**DOCUMENT:**
━━━━━━━━

Petition of Kariher
Court | United States State Supreme Court of Pennsylvania |
Writing for the Court | MOSCHZISKER, C. J. |
Citation | 131 A. 265,284 Pa. 455 |
Parties | Petition of KARIHER. |
Decision Date | 23 November 1925 |
284 Pa. 455
Petition of KARIHER.
Supreme Court of Pennsylvania.
Nov. 23, 1925.
Appeals from Court of Common Pleas, Lawrence County; S. Plummer Emery, President Judge.
Proceedings under the Uniform Declaratory Judgments Act by Orie M. Karihor for decree declaring his rights under will of Terhan H. Kariher, deceased, etc. From the judgment, G. W. Johnson Limestone Company appeals. Reversed, with directions.
See, also, 131 A. 272.
Argued before MOSCHZISKER, C. J., and FRAZER, WALLING, SIMPSON, KEPHART, SADLER, and SCHAFFER, JJ.
W. W. Braham (of Aiken & Braham), of New Castle, for appellant.
C. H. Akens, of New Castle, for appellee.
MOSCHZISKER, C. J. This is a proceeding in the common pleas of Lawrence county under the Uniform Declaratory Judgments Act of June 18, 1923 (P. L. 840; Pa. St. Supp. 1924, §§ 12805a1 to 12805a16). Three persons, claiming to be absolute owners of mineral property in a certain farm, negotiated a lease, or sale in place, of the limestone underlying the surface. After terms were agreed on, the proposed lessee questioned the title of one of the lessors, claiming the latter had but a life estate; whereupon, the lessor petitioned the court below for a declaration as to his property rights. All persons having a possible interest were joined as respondents,
including certain alleged remaindermen and a trustee (Snyder's Est., 274 Pa. 574, 118 A. 609) appointed to represent other possible contingent remaindermen and persons who might in the future possess an alternative interest. The answers of three of the defendants, including the present appellant, denied the petitioner's absolute estate. The court below concluded that the petitioner possessed a fee absolute in an undivided one-third of the minerals in question, with the right to execute the proposed lease; whereupon the G. W. Johnson Limestone Company, the proposed lessee, filed this appeal.
In addition to attacking the legal correctness of the conclusion just stated, appellant raises the question of the constitutionality of the Declaratory Judgments Act; and, if this latter point is decided against it, then appellant questions the right of the court below to assume jurisdiction under the act, claiming that the orphans' court, and not the court of common pleas, was the proper tribunal for that purpose.
After briefly stating the salient facts of the case, we shall dispose of the above questions in their inverse order.
Abigail Kariher owned a farm of 50 acres in Lawrence county, underlaid with limestone. On August 23, 1902, she leased the limestone to appellant company for a term of 20 years from January 1, 1903. No limestone was quarried or removed during the term, but the minimum royalty stipulated for in the lease was paid annually. The lease contained an "option to [the lessee] to take and receive a new lease of said premises." Abigail Kariher died, a widow, in 1904, intestate, and leaving, as her only descendants and sole heirs at law, three sons, John C. P. Kariher, Hiram Kariher, and Terhan H. Kariher. In 1909, Hiram and Terhan conveyed their respective undivided interests in the farm to their brother John, but each reserved his interest in the limestone, oil, and gas underlying the premises. In 1912, the three sons leased 25 acres of the farm for oil and gas purposes. Hiram died in 1922, testate, and his undivided one-third interest in the limestone passed to Bernard F. Kariher, his only child. John still lives and retains his one-third interest in the limestone. Terhan died August 20, 1920, leaving to survive him an only child, Orie M. Kariher, the appellee. The lease now in controversy was negotiated by Orie M. Kariher, claiming to be the owner in fee of an undivided one-third of the mineral rights in question, and by his uncle John O. Kariher, claiming another third, and his cousin Bernard F. Kariher, claiming the remaining third. No question is raised as to the absolute ownership of the two last mentioned persons, but that of Orie M. Kariher is questioned, as before stated.

━━━━━━━━

**RECORDED DATA:**

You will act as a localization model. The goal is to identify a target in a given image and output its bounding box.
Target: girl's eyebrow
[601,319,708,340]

━━━━━━━━

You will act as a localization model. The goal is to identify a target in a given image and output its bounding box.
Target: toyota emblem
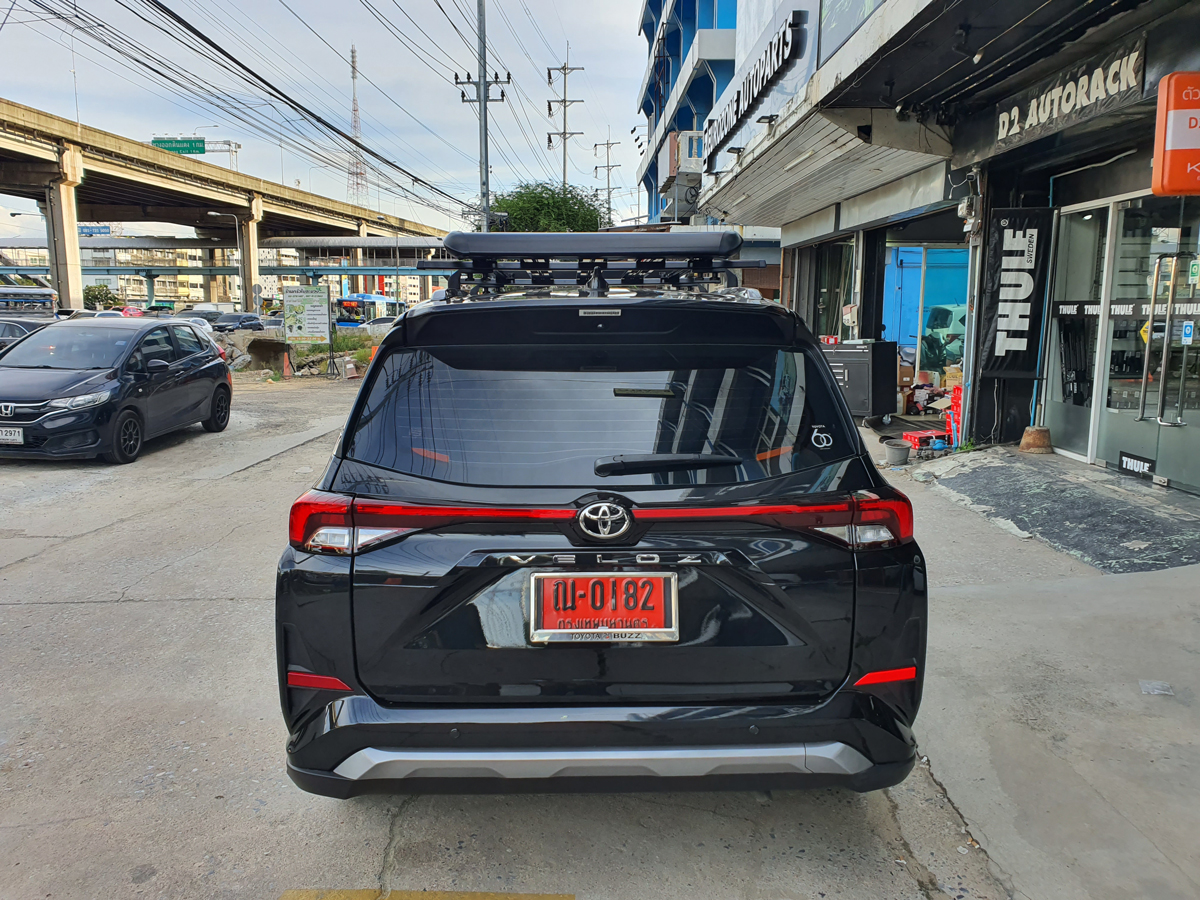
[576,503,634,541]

━━━━━━━━

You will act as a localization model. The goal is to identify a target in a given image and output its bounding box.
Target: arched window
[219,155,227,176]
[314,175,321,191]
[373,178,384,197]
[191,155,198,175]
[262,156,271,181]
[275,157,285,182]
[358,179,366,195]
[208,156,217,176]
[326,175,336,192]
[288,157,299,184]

━━━━━━━━

**YOUR GOAL:**
Using the opinion in Petition of Kariher, answer these:
(a) On what date was the Uniform Declaratory Judgments Act approved?
(b) For what term did Abigail Kariher lease the limestone to the appellant company in 1902?
(c) How many acres of the farm did the three sons lease for oil and gas purposes in 1912?

**SOLVED PROBLEM:**
(a) June 18, 1923
(b) 20 years from January 1, 1903
(c) 25 acres